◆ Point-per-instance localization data

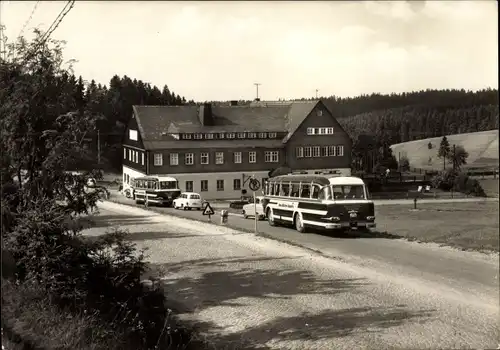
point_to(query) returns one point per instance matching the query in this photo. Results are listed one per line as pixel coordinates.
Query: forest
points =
(412, 116)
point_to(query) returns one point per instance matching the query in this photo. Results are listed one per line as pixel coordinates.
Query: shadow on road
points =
(227, 288)
(118, 220)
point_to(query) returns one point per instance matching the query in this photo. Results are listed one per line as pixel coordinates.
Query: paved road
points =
(438, 264)
(241, 288)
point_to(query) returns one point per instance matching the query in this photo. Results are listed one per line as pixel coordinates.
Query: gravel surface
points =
(249, 292)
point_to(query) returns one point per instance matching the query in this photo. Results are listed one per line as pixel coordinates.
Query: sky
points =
(218, 50)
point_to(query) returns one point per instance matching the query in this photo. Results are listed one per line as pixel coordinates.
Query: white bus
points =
(157, 189)
(321, 201)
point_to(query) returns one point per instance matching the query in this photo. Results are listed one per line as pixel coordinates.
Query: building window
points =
(237, 184)
(340, 151)
(307, 152)
(325, 151)
(220, 185)
(219, 158)
(299, 152)
(174, 158)
(158, 159)
(132, 134)
(331, 151)
(252, 157)
(204, 158)
(189, 158)
(204, 185)
(271, 157)
(316, 151)
(237, 157)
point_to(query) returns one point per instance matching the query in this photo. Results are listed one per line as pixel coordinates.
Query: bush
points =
(101, 277)
(458, 181)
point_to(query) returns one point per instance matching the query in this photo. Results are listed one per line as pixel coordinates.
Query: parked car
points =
(250, 209)
(188, 201)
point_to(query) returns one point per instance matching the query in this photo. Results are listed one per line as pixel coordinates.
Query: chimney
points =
(205, 114)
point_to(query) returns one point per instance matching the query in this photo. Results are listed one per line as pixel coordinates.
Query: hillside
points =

◆ Brief
Say only the number of lines above holding "road".

◆ Response area
2